• _Goal of the exercise_
Each line below is to be written out in full, exactly as shown.

= = = = = = =

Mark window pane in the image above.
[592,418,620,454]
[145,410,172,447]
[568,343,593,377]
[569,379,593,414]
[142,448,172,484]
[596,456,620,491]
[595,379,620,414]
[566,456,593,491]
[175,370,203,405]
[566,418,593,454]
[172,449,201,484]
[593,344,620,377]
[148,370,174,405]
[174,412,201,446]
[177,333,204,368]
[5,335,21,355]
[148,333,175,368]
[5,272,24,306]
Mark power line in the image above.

= = = = = = =

• _Answer to the exercise_
Mark window pane in the image above.
[592,418,620,454]
[145,410,172,447]
[568,343,593,377]
[569,379,593,414]
[142,448,172,484]
[596,456,620,491]
[595,379,620,414]
[566,456,593,491]
[175,370,203,405]
[566,418,593,454]
[172,449,201,484]
[593,344,620,377]
[148,370,174,405]
[174,412,201,446]
[177,333,204,368]
[5,335,21,355]
[148,333,175,368]
[5,272,24,306]
Mark power line in the image above.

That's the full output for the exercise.